“We iz gonna stomp da ‘ooniverse flat an’ kill anyfing that fights back. We iz gonna do this coz’ we’re Orks an’ we was made ta fight an’ win!”
— Ghazghkull Mag Uruk Thraka, Ork Warlord
Whence the Orks? Heavily-muscled, aggressive, eight-foot-tall fungal thugs with a love of warfare, the Orks were a spacefaring peril long before the human Imperium entered the galactic scene. Spread evenly across the galaxy, for the most part they are an irritant to any other inhabitants, like lazy, belligerent neighbours. But occasionally, as a swarm of locusts, the scattered tribes and clans form into a Waaagh!—something between a crusade and a riot—and devastate entire sectors until they run out of things to fight and fall instead into internecine warfare.
That’s not to say the Orks are completely primitive. Despite their thuggish demeanour, they possess a low intelligence augmented by genetically-coded technical excellence. Their technicians—called Meks—build raggedy, ugly vehicles, buildings, guns and spaceships, which should fall apart at first use, but actually perform their job surprisingly effectively. Imperial scholars believe this is due to the pervasive psychic power of the Orks, which simply fills in the technical gaps that should prevent all their devices from working.
In battle, Orks attacks are undisciplined rampages, full of boisterous chanting and joy of warfare. Their crude weapons and blunt tactics mingled with their resilience and sheer numbers make them a dangerous foe. Even when defeated, their bodies spread spores which, in time, will grow into more Orks, plus their servant races—Grots, Squigs and Snots—which keep them alive. Even when every last Ork is dead, the Orks are far from defeated.

Listed entries:
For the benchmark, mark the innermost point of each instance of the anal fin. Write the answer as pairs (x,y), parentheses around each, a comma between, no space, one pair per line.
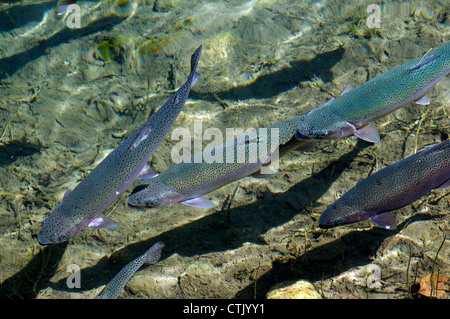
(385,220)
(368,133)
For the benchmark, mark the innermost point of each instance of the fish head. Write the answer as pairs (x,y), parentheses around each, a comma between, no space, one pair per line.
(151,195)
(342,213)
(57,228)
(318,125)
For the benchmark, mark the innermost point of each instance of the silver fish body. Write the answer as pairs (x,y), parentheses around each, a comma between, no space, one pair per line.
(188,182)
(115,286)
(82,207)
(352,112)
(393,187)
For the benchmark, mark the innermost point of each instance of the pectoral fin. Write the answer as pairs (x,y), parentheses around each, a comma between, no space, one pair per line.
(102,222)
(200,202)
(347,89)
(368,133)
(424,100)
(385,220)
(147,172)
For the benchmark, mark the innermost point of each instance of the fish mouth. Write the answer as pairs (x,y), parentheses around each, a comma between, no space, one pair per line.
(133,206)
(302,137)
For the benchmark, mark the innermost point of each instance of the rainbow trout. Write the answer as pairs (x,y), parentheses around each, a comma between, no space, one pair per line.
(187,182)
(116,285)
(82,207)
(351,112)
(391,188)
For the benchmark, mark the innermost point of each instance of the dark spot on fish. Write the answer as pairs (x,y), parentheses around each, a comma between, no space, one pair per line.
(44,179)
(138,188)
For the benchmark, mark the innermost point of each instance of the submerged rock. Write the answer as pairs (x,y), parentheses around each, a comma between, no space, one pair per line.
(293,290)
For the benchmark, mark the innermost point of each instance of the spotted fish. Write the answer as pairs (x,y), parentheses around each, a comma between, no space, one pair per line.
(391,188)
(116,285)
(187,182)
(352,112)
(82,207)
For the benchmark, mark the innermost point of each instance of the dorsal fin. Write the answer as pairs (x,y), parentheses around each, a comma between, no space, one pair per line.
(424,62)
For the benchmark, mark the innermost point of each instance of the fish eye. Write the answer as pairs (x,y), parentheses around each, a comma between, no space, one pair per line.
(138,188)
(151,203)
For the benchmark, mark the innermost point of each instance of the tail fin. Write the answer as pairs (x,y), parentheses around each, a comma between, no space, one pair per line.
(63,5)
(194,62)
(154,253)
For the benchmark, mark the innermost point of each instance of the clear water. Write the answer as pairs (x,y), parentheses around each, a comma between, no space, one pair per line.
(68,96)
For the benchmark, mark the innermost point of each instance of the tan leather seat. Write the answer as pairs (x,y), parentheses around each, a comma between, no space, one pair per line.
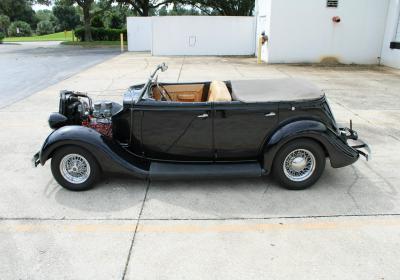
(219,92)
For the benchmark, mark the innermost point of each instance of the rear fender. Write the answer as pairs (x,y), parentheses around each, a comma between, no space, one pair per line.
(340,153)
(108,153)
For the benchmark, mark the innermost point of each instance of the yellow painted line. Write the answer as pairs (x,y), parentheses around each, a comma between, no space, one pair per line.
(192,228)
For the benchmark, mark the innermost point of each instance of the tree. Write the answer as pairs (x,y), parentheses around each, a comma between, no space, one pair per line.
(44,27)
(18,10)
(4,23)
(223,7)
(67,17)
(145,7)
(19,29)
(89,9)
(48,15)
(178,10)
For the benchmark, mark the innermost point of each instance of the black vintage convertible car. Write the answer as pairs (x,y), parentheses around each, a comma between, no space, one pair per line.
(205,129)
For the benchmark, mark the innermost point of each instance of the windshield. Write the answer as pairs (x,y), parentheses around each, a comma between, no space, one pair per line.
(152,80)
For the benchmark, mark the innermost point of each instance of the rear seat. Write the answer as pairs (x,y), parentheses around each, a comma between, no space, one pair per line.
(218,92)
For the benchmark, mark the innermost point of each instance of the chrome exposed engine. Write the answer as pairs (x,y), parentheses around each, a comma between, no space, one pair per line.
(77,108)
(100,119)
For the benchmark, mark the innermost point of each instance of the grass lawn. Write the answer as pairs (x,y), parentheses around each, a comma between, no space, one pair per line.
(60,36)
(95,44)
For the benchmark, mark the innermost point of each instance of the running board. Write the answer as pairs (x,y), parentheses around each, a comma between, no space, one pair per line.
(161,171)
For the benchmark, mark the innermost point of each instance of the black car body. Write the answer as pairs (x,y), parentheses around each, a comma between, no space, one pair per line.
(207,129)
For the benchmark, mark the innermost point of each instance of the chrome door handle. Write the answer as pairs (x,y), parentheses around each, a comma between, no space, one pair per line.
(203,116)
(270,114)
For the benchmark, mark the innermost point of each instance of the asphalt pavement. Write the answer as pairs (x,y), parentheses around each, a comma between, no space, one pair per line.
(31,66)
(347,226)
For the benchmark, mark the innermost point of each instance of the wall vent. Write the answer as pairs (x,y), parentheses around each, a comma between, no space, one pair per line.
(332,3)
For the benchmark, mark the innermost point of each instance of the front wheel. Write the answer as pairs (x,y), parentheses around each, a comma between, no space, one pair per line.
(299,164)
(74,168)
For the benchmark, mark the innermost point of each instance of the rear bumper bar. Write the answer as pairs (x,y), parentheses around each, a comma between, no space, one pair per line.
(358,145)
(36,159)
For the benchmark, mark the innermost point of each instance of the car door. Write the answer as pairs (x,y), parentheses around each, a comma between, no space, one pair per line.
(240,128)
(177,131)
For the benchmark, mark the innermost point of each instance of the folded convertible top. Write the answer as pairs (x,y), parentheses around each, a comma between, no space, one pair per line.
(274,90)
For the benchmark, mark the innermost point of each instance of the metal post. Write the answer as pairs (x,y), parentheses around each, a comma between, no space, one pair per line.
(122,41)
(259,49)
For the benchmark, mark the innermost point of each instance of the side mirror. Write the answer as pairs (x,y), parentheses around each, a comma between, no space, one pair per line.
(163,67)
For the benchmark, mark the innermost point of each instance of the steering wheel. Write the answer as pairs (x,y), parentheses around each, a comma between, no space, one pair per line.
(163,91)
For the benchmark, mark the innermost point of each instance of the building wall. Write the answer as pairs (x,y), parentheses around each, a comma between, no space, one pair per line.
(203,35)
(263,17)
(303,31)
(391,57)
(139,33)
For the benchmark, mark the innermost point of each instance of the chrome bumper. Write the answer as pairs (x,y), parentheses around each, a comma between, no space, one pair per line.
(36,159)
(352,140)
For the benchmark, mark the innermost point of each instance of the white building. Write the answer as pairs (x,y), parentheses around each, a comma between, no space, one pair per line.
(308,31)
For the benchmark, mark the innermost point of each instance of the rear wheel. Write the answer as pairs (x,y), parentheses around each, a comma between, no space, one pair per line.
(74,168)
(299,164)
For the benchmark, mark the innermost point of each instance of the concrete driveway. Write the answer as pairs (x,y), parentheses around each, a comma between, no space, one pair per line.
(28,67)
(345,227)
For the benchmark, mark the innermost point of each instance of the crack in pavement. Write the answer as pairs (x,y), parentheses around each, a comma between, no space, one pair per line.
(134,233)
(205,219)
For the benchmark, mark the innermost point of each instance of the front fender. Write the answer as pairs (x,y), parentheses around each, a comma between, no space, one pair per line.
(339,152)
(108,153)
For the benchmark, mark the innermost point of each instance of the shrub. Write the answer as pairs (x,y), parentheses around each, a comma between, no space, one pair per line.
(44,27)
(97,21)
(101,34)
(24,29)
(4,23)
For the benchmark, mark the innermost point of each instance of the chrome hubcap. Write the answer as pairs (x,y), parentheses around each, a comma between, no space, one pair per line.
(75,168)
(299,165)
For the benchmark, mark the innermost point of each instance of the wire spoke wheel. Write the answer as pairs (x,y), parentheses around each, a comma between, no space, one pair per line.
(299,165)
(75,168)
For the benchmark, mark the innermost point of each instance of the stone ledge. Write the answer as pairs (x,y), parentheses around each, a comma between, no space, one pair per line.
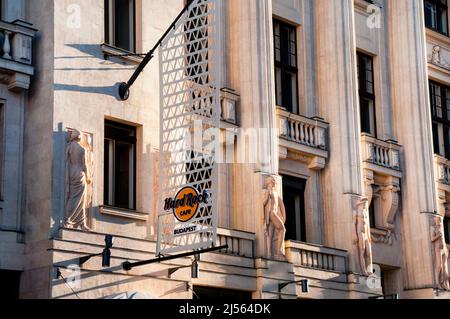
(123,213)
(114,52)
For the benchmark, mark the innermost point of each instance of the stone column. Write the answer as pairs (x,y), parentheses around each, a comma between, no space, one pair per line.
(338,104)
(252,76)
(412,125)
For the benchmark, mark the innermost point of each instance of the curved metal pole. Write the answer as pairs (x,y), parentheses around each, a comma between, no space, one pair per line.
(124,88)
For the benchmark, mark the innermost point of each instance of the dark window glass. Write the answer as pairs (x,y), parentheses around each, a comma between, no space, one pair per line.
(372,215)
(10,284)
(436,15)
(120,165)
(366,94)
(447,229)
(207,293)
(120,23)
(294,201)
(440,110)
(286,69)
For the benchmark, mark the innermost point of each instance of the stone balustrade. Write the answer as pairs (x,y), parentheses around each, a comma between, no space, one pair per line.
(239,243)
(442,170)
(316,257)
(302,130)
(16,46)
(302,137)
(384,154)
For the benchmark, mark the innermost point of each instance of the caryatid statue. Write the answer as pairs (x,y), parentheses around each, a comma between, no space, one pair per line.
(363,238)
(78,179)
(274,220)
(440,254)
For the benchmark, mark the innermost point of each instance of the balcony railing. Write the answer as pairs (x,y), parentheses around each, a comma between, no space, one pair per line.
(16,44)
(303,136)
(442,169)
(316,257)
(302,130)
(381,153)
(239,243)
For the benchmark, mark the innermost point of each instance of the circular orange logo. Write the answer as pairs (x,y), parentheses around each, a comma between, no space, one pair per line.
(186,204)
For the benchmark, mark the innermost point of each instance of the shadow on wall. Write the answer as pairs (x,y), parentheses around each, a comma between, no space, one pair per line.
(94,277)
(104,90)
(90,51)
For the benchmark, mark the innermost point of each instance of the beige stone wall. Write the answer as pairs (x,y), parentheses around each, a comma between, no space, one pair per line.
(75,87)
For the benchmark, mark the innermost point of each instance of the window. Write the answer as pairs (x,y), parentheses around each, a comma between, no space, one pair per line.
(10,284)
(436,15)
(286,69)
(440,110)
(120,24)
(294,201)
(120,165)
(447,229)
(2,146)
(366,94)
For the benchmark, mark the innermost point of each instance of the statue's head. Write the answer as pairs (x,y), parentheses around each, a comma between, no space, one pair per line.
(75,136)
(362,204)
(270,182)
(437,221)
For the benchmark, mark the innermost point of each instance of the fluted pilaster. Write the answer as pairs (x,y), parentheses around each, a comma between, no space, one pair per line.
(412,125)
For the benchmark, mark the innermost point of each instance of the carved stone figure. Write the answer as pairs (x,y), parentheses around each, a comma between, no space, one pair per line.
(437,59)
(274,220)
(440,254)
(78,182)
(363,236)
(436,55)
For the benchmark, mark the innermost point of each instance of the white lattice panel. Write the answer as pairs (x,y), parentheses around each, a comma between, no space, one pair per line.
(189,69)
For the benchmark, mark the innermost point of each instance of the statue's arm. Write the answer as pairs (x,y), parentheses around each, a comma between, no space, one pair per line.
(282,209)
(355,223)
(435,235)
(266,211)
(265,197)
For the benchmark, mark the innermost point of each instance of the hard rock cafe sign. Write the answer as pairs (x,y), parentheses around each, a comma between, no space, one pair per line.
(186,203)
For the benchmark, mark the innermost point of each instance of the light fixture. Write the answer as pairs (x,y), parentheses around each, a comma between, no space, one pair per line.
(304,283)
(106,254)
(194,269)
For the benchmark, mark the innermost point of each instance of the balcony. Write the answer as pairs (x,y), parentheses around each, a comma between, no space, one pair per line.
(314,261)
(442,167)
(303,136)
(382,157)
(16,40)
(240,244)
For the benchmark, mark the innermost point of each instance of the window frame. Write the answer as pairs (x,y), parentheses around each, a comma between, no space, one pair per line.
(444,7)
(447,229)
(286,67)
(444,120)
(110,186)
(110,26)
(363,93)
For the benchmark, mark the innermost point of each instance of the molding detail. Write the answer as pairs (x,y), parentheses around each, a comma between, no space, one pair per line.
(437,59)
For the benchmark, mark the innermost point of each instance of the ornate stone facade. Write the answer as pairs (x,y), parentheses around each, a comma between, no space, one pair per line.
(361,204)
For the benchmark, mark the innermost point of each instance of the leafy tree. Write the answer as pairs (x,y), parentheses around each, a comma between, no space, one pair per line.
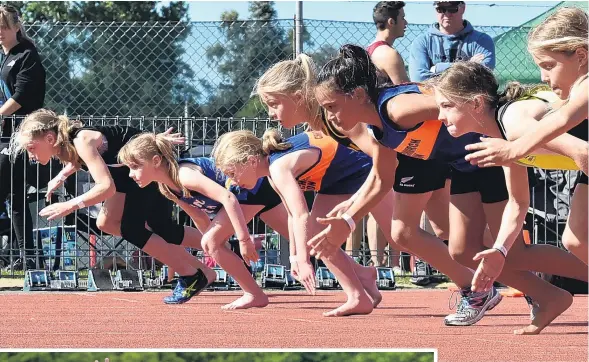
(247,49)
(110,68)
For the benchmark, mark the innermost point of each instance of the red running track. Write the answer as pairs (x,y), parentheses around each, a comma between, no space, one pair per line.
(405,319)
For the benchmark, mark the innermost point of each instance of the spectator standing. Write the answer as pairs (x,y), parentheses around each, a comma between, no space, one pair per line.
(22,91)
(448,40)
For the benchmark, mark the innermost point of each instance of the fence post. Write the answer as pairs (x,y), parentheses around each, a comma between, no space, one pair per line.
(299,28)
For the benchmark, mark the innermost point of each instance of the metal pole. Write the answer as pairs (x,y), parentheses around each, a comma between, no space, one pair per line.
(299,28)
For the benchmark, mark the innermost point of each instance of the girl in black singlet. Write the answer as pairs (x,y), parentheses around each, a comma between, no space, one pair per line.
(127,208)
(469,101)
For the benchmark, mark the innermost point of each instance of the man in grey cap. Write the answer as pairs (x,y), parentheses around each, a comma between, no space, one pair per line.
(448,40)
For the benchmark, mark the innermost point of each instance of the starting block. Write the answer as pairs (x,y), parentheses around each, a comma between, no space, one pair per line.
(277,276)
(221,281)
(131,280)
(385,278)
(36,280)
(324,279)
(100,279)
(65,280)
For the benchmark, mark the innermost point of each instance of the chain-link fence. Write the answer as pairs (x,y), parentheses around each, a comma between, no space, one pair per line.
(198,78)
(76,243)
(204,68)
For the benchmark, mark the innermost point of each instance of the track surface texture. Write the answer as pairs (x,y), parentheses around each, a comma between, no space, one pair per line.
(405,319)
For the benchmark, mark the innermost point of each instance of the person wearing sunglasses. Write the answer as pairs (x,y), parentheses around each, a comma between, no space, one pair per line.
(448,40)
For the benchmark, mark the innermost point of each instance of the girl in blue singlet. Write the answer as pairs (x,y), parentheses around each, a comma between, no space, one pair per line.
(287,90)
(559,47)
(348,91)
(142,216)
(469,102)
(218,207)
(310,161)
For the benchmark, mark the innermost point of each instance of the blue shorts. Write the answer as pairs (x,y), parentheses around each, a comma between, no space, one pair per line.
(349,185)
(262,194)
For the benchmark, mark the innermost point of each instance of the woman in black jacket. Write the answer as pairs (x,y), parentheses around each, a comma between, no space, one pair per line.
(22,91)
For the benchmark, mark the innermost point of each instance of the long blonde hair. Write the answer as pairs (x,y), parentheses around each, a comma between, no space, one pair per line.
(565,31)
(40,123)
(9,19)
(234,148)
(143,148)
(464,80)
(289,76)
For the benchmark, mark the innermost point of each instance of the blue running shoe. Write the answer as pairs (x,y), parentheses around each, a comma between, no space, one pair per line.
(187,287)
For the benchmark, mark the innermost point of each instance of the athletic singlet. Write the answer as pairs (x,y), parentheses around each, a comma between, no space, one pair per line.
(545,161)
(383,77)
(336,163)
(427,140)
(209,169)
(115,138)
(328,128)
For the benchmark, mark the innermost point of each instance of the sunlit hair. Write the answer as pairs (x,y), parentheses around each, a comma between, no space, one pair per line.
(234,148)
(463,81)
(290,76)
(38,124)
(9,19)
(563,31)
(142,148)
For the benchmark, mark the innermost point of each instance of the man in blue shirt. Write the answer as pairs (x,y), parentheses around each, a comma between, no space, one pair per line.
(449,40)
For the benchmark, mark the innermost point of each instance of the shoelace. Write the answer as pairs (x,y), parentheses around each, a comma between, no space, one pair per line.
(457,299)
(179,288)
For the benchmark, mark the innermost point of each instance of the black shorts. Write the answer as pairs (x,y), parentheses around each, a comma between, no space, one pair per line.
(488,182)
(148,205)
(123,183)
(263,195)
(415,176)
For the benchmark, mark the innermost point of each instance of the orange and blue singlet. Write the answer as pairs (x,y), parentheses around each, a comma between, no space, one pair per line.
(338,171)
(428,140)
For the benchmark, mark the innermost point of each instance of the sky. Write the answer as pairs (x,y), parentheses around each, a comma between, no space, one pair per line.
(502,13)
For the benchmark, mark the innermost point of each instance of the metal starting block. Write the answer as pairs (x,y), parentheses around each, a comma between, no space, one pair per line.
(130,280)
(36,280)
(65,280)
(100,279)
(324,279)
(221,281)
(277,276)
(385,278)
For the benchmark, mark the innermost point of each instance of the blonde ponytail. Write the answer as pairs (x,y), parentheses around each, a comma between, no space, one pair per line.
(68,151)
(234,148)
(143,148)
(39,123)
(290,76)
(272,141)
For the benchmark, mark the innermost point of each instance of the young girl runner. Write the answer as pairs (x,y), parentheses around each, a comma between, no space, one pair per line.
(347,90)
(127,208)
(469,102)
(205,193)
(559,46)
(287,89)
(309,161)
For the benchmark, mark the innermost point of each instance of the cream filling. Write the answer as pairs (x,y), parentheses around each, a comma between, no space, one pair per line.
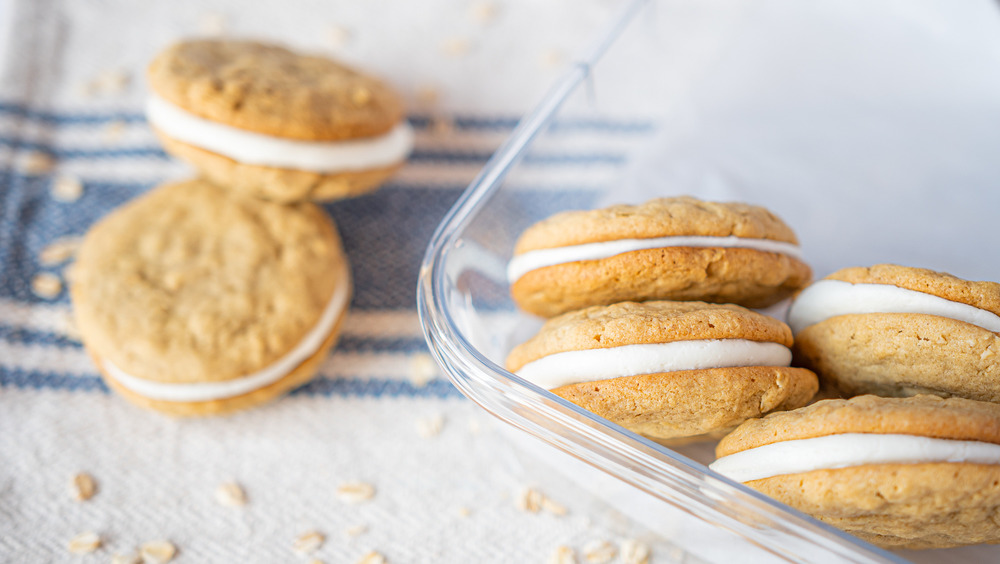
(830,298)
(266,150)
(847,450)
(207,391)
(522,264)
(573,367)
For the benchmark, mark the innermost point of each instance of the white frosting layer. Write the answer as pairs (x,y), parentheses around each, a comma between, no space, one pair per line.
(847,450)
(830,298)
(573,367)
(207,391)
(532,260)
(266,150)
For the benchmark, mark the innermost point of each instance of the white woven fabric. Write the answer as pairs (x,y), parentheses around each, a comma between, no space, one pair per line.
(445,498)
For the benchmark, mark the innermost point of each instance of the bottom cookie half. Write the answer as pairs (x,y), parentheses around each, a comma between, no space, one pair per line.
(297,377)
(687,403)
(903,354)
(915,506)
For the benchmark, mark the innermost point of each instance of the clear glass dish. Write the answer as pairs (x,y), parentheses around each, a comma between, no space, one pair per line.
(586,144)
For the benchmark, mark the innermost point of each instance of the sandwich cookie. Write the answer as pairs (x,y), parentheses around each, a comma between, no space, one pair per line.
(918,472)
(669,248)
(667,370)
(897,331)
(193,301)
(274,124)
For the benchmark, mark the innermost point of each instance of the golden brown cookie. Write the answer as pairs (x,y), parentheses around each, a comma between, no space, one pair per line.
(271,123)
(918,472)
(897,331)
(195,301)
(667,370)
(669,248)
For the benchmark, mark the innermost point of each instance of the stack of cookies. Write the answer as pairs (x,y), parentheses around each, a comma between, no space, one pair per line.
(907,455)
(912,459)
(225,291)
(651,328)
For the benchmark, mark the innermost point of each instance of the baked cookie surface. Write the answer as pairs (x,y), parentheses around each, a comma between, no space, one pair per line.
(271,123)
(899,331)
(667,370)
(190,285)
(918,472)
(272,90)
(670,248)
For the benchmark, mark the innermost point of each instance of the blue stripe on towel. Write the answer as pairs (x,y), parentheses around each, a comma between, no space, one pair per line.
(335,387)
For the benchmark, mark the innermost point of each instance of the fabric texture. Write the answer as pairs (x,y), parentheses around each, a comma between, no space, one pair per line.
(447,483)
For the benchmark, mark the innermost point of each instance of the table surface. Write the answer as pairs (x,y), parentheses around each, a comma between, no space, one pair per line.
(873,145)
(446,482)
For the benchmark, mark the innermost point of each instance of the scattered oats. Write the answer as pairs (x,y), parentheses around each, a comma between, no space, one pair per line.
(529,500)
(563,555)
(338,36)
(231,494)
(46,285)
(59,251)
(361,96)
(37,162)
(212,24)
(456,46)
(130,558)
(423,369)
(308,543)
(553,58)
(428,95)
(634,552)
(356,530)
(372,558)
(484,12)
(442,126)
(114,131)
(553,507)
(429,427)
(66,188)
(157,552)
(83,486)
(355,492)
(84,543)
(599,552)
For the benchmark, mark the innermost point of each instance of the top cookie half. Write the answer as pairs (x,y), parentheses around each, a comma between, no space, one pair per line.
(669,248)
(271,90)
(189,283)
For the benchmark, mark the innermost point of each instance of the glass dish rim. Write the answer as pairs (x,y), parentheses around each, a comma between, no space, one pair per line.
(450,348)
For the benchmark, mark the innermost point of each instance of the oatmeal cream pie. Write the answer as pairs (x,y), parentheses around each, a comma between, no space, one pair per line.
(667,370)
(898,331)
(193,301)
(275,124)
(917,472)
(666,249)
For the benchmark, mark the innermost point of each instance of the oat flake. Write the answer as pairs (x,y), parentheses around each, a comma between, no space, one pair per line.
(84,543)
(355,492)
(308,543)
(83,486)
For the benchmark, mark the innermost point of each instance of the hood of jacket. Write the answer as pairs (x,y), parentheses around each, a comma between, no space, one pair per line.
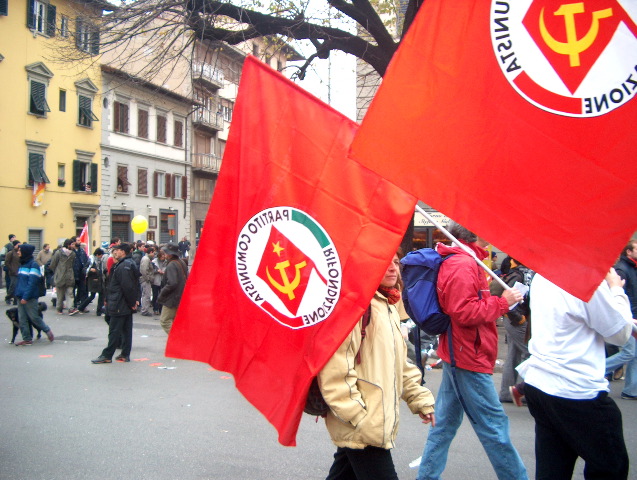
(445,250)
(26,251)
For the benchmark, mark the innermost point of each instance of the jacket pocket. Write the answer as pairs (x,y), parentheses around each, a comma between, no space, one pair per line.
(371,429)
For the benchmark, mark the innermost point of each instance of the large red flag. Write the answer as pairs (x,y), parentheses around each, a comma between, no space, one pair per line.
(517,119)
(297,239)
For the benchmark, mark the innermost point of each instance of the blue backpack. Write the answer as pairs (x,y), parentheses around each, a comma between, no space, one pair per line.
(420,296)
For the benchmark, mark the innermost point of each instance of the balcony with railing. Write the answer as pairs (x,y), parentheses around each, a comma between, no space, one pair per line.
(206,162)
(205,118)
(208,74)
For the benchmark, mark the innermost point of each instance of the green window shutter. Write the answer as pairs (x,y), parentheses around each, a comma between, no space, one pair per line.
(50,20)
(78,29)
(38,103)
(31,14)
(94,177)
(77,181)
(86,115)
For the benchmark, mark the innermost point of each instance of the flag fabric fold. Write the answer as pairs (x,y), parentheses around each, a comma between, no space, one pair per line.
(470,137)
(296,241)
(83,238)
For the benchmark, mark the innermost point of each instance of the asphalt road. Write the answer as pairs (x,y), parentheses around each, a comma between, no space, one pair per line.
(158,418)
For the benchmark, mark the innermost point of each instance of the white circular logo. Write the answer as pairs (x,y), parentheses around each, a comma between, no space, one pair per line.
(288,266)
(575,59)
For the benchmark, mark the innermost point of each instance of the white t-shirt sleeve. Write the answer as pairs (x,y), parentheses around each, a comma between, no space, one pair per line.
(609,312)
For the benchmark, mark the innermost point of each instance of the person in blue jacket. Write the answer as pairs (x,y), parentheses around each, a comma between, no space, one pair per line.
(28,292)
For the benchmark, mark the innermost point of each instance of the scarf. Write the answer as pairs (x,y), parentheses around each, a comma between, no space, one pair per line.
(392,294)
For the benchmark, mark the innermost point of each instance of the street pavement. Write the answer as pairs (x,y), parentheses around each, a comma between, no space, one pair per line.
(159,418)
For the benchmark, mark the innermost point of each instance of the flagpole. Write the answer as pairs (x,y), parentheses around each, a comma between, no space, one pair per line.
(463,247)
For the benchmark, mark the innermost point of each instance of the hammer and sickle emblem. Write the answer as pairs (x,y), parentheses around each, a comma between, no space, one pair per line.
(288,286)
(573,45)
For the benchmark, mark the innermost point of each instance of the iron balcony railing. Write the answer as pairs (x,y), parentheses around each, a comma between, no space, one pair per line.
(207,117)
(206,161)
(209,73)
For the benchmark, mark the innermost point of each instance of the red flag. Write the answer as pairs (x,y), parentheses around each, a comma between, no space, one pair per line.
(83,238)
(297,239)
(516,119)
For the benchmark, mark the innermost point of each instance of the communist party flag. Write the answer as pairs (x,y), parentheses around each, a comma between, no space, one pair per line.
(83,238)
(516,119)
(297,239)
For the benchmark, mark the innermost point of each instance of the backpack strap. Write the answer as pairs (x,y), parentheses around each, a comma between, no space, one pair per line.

Problem to solve: Retype the whole text about the Orks above, word for word.

Response below:
“We iz gonna stomp da ‘ooniverse flat an’ kill anyfing that fights back. We iz gonna do this coz’ we’re Orks an’ we was made ta fight an’ win!”
— Ghazghkull Mag Uruk Thraka, Ork Warlord
Whence the Orks? Heavily-muscled, aggressive, eight-foot-tall fungal thugs with a love of warfare, the Orks were a spacefaring peril long before the human Imperium entered the galactic scene. Spread evenly across the galaxy, for the most part they are an irritant to any other inhabitants, like lazy, belligerent neighbours. But occasionally, as a swarm of locusts, the scattered tribes and clans form into a Waaagh!—something between a crusade and a riot—and devastate entire sectors until they run out of things to fight and fall instead into internecine warfare.
That’s not to say the Orks are completely primitive. Despite their thuggish demeanour, they possess a low intelligence augmented by genetically-coded technical excellence. Their technicians—called Meks—build raggedy, ugly vehicles, buildings, guns and spaceships, which should fall apart at first use, but actually perform their job surprisingly effectively. Imperial scholars believe this is due to the pervasive psychic power of the Orks, which simply fills in the technical gaps that should prevent all their devices from working.
In battle, Orks attacks are undisciplined rampages, full of boisterous chanting and joy of warfare. Their crude weapons and blunt tactics mingled with their resilience and sheer numbers make them a dangerous foe. Even when defeated, their bodies spread spores which, in time, will grow into more Orks, plus their servant races—Grots, Squigs and Snots—which keep them alive. Even when every last Ork is dead, the Orks are far from defeated.